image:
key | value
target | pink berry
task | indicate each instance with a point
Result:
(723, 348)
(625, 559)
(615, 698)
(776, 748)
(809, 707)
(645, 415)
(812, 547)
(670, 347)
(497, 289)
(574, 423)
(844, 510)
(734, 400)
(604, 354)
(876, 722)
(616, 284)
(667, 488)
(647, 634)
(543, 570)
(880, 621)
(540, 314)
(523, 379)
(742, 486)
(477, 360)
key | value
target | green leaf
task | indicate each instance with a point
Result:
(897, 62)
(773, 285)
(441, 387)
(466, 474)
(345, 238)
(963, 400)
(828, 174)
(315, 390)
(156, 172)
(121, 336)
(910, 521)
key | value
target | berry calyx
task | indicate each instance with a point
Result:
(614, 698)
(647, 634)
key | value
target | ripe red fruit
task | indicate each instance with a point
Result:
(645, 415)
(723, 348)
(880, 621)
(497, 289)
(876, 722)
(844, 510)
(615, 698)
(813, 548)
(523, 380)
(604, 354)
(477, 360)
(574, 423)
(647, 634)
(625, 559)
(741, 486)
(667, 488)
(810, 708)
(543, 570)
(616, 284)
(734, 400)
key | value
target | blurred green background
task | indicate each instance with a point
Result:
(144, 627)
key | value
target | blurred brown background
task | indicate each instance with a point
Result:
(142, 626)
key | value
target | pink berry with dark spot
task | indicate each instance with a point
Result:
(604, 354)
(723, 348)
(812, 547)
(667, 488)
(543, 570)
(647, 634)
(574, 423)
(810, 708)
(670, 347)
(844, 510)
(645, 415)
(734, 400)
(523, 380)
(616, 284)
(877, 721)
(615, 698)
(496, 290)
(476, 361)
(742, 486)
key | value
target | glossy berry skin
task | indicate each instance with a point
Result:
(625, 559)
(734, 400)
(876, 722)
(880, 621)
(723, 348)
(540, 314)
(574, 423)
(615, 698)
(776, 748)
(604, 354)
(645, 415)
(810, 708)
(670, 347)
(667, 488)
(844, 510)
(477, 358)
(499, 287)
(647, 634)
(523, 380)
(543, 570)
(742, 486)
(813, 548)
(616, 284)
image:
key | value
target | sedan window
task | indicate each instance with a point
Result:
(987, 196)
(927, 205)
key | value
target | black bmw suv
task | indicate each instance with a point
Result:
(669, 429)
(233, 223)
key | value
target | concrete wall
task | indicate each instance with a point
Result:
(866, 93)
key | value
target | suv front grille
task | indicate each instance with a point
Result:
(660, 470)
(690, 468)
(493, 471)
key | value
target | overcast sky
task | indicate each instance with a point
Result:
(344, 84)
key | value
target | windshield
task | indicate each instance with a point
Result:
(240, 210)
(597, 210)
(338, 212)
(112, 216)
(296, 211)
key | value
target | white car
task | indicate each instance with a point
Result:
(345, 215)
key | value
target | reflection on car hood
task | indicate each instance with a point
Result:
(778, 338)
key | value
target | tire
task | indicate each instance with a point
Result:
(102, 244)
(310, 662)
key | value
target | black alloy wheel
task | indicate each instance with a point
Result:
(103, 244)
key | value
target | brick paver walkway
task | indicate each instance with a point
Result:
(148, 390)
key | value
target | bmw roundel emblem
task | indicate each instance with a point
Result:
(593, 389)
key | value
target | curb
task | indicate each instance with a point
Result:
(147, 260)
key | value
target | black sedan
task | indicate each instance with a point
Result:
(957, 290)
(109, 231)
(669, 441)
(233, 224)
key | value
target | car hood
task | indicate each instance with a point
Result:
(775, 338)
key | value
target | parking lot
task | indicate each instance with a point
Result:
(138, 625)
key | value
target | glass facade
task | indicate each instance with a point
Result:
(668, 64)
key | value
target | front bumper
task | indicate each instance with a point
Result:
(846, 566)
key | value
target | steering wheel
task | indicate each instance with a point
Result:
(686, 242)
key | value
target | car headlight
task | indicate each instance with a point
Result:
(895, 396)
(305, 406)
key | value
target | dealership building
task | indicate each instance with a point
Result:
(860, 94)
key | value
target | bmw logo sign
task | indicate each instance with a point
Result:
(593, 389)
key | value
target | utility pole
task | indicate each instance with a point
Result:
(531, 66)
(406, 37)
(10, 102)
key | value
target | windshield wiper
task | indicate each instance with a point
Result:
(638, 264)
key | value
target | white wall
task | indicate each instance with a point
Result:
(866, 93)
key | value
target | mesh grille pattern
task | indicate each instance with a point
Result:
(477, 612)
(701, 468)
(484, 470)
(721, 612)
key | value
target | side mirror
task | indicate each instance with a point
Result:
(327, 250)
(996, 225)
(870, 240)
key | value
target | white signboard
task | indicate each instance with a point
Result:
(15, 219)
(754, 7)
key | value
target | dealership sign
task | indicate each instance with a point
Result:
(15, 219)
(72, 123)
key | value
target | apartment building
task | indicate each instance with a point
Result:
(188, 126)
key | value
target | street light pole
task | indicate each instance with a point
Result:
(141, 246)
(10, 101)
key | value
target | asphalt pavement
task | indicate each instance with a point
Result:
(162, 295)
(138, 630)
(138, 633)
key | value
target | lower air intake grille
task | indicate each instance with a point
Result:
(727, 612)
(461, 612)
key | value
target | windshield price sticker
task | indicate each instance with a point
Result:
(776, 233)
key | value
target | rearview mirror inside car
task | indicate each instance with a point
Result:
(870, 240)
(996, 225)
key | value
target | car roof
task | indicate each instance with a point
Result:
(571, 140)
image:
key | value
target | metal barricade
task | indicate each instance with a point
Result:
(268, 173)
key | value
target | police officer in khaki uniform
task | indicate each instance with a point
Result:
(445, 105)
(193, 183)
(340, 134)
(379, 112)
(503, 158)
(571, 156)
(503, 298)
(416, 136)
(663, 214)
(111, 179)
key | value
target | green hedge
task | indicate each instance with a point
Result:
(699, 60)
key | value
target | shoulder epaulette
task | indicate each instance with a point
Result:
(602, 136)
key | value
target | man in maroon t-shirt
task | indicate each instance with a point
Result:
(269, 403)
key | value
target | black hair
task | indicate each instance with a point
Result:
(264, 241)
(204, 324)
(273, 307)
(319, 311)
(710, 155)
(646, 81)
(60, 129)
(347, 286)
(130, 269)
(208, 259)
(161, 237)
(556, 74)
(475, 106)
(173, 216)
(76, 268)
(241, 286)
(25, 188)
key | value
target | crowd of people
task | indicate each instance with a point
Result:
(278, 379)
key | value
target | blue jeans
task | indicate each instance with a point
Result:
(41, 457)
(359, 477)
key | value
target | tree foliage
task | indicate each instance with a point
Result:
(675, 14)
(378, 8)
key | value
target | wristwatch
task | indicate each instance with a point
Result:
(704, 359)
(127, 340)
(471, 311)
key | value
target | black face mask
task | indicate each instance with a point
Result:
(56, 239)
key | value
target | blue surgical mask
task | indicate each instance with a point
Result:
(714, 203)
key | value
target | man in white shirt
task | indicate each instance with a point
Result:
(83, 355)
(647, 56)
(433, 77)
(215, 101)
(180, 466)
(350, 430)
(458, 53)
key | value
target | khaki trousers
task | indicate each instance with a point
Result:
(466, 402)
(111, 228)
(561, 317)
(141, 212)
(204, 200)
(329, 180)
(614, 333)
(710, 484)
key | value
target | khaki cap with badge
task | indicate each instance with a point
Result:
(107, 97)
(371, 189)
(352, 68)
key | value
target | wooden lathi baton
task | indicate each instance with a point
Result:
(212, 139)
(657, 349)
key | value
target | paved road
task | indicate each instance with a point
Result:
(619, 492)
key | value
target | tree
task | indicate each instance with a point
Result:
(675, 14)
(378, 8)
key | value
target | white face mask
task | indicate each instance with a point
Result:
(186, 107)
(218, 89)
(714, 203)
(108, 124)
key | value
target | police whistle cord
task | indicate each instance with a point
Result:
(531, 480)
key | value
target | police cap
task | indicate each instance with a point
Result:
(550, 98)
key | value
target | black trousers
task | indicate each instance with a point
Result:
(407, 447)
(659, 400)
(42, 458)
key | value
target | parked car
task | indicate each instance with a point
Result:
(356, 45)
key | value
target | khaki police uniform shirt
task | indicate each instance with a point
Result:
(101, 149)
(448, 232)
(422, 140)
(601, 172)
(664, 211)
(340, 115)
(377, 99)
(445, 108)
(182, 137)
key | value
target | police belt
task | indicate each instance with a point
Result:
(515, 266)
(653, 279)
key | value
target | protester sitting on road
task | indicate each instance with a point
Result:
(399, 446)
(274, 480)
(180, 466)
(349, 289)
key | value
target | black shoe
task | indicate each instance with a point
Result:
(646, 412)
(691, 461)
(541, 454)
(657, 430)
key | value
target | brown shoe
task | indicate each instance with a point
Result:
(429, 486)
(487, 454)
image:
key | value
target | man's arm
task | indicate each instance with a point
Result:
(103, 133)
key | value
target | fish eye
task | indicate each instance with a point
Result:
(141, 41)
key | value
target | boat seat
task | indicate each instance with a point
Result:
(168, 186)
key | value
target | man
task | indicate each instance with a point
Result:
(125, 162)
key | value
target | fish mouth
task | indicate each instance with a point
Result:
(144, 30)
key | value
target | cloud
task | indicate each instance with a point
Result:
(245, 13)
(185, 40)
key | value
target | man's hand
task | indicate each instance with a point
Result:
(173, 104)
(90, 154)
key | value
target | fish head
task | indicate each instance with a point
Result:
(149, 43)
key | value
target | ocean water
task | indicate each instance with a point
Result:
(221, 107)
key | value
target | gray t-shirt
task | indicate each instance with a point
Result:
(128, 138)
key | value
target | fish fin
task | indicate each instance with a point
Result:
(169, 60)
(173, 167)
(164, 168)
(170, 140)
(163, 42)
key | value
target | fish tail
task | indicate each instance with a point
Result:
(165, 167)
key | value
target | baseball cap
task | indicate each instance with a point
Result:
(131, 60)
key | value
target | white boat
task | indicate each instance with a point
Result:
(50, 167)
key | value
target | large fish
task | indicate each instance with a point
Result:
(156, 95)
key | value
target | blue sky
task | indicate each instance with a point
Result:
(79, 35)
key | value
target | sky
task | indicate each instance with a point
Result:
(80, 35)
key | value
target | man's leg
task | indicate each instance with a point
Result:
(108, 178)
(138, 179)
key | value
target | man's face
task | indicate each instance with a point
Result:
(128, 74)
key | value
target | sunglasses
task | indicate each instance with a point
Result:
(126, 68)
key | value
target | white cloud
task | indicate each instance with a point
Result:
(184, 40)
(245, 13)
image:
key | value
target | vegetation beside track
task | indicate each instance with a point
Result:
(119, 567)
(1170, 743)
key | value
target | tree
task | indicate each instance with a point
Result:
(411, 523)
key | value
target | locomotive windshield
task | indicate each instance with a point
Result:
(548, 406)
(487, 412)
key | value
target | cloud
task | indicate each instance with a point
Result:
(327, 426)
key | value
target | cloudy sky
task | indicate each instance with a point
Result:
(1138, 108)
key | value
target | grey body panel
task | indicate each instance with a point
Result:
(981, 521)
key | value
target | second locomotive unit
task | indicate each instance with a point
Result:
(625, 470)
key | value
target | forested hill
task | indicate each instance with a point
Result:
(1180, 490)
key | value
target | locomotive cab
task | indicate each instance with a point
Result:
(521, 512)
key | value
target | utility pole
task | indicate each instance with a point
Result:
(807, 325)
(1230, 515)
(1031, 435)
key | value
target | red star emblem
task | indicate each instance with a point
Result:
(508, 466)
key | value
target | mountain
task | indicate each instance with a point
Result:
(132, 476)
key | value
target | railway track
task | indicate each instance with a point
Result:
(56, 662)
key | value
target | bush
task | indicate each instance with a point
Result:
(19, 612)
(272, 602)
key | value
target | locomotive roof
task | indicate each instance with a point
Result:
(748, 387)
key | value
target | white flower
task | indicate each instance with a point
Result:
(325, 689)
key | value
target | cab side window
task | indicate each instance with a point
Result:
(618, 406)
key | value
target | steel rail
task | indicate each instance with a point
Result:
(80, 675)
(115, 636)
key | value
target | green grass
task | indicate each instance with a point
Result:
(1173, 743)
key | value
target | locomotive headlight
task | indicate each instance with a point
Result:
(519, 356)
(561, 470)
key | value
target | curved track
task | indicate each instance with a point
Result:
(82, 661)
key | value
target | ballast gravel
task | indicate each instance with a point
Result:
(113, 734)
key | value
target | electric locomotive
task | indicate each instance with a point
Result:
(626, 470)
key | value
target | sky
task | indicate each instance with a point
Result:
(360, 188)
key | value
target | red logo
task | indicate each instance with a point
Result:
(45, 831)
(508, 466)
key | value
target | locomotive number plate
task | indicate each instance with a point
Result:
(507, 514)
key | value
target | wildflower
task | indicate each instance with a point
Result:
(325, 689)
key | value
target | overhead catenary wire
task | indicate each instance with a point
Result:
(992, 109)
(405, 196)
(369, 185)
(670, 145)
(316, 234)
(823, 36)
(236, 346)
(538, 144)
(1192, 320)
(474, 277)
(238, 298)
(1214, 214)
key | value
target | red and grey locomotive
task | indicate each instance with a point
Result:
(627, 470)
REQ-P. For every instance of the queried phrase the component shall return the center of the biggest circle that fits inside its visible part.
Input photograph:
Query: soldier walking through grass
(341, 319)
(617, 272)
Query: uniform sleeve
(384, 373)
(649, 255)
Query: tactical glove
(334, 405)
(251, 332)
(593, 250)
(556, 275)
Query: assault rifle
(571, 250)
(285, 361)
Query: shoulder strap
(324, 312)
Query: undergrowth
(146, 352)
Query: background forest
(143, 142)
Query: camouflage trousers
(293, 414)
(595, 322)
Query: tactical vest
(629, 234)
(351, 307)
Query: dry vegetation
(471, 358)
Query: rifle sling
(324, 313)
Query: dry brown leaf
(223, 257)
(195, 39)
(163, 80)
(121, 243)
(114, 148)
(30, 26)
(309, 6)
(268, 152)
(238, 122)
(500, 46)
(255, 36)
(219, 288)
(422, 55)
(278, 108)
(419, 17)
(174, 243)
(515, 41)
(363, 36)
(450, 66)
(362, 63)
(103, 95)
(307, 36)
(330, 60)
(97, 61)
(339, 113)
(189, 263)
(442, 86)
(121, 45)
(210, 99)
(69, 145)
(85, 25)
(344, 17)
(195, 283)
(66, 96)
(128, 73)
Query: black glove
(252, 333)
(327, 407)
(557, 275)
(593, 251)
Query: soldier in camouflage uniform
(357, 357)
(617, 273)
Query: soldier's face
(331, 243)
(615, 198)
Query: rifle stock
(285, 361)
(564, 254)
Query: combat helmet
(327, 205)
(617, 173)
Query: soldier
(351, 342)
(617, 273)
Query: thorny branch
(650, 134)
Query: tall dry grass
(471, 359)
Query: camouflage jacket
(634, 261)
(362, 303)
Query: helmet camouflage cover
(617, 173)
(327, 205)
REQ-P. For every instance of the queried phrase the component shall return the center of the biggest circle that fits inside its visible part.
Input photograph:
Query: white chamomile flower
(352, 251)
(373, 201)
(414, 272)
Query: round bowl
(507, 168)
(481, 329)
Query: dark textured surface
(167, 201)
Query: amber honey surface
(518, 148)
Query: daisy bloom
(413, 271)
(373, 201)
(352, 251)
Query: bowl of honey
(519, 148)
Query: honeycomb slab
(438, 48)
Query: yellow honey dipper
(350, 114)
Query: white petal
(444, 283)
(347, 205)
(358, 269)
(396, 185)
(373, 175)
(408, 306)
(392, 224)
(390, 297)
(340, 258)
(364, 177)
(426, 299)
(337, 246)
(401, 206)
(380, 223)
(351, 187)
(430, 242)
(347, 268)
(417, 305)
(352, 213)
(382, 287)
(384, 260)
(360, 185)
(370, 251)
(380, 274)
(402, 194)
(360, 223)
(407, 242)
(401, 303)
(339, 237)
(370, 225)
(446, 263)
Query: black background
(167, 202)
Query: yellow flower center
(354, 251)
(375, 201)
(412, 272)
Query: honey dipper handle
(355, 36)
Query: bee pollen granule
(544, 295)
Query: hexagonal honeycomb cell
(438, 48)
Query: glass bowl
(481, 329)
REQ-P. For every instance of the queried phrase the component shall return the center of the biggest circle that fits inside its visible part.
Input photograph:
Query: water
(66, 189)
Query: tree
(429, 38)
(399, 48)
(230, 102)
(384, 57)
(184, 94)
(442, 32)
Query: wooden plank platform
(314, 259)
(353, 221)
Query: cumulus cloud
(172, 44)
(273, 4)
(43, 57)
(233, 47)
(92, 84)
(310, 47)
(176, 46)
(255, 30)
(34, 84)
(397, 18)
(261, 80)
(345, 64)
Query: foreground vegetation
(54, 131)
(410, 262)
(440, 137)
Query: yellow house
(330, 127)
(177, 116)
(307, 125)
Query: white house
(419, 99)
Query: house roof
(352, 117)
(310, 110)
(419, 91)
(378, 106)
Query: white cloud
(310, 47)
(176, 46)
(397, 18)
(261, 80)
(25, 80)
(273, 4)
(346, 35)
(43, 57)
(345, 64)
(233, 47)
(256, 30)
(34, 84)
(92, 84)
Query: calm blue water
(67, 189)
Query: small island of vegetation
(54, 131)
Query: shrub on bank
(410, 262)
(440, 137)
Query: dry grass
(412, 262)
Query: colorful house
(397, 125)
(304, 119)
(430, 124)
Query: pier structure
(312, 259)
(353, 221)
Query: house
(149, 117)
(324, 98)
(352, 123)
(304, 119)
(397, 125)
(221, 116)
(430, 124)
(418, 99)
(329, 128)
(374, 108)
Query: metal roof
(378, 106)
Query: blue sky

__Required work__.
Check each line of the records for "police" and copy the ones that contain it.

__Task output__.
target | police officer in khaki uniform
target | police whistle cord
target | police cap
target | khaki police uniform shirt
target | police belt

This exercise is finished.